§ **Job**:
Count the lines in the records that contain the string "porch", treating uppercase and lowercase as different, and reply with only that number.

§ **Given records**:
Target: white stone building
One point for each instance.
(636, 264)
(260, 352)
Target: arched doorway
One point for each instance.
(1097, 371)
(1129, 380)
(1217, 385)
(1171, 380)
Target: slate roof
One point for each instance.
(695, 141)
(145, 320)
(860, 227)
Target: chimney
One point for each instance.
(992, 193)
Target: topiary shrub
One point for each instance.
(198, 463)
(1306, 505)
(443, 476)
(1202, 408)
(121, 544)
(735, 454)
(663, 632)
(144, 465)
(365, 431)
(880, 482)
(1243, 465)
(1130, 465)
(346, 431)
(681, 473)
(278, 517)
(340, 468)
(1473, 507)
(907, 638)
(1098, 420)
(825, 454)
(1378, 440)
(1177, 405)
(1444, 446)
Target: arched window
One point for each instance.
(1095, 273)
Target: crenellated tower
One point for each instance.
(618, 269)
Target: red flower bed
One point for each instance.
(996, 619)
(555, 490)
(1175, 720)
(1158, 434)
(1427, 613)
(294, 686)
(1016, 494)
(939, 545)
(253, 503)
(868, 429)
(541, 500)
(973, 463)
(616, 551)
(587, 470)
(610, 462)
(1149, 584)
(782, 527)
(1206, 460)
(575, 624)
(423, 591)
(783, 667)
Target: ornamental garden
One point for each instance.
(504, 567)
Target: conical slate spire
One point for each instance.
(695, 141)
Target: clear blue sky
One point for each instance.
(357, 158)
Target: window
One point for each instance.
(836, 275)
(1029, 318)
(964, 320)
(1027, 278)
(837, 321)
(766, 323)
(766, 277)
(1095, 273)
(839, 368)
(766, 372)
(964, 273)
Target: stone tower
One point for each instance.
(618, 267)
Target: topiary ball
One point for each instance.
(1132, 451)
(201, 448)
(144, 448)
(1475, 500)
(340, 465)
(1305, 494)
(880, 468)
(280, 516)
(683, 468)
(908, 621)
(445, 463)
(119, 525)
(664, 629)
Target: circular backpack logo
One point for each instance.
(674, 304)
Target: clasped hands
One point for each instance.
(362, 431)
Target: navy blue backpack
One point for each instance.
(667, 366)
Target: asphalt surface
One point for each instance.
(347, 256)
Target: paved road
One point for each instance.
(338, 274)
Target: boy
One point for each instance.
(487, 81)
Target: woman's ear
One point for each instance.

==

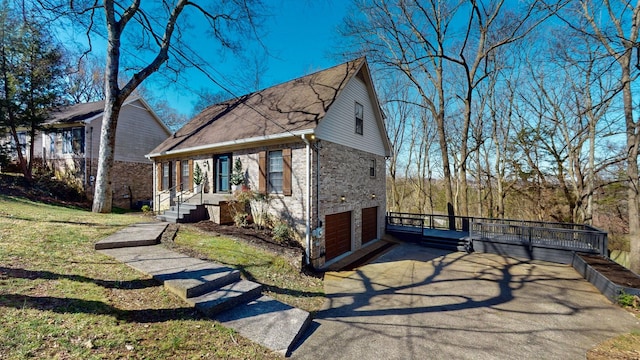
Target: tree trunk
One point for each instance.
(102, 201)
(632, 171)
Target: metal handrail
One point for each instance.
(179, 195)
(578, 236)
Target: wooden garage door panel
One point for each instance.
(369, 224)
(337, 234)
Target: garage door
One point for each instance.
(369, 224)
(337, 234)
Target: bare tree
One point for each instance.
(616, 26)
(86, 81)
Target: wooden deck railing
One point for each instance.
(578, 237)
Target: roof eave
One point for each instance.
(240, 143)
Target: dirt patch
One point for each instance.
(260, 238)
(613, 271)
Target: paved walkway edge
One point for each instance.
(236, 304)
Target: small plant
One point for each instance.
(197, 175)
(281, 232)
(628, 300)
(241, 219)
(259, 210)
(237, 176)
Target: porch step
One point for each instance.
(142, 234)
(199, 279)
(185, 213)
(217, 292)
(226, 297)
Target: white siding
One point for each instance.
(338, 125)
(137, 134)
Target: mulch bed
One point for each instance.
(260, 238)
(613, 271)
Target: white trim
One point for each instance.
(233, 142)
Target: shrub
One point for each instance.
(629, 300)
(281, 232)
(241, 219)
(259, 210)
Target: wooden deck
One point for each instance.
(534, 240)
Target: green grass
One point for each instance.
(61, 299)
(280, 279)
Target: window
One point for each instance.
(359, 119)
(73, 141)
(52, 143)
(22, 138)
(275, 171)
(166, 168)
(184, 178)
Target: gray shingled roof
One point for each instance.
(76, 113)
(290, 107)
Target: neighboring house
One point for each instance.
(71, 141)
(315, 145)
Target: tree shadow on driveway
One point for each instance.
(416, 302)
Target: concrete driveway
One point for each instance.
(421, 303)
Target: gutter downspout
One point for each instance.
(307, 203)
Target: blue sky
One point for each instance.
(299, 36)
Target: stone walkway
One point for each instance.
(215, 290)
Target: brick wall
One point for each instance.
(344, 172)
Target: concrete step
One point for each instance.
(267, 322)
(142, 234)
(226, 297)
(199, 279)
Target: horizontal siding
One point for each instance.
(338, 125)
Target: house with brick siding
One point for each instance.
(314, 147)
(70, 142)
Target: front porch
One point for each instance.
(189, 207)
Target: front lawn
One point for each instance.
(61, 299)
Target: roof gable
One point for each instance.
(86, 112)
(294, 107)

* * *

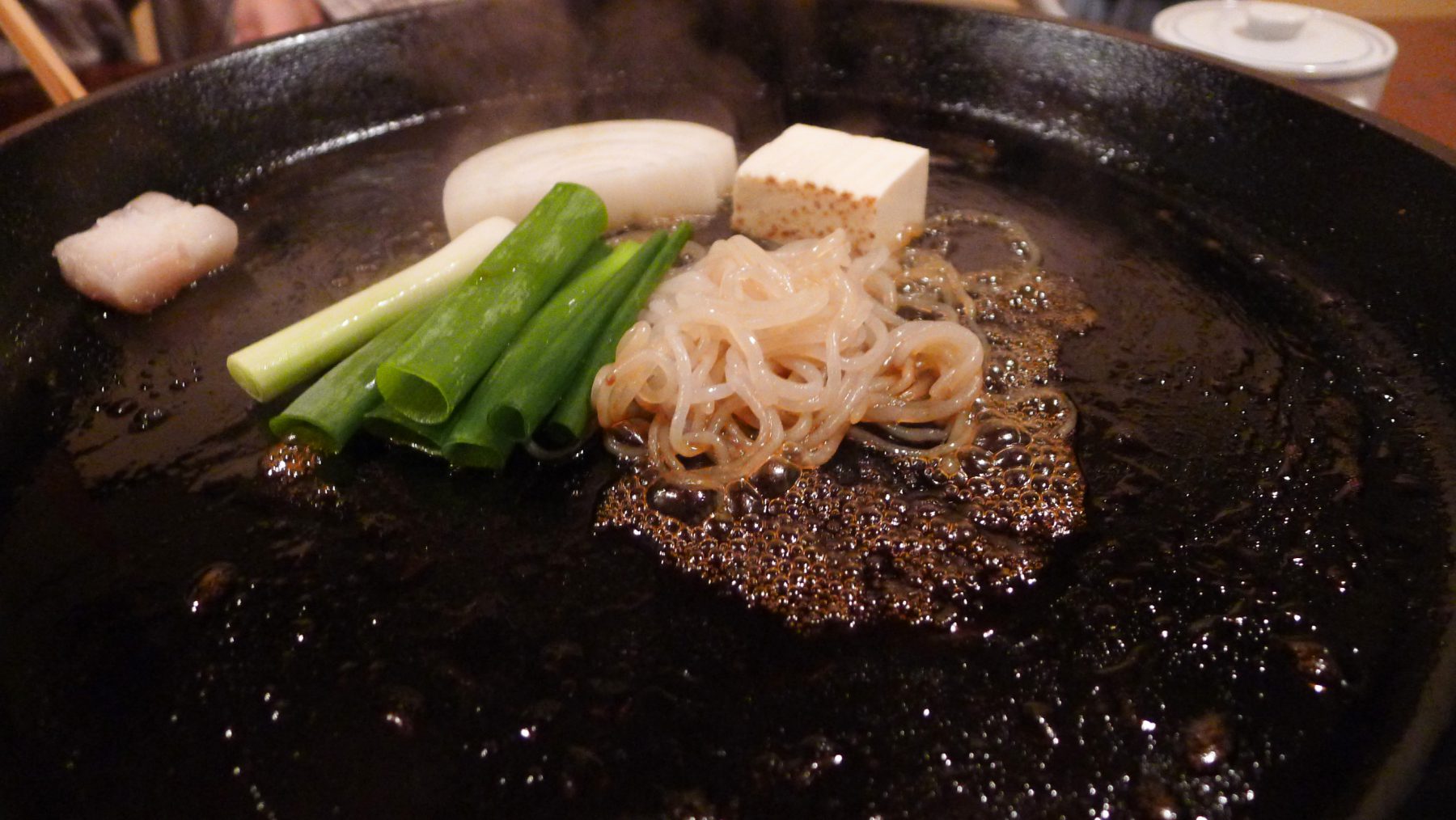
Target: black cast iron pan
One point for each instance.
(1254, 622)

§ **Solution below**:
2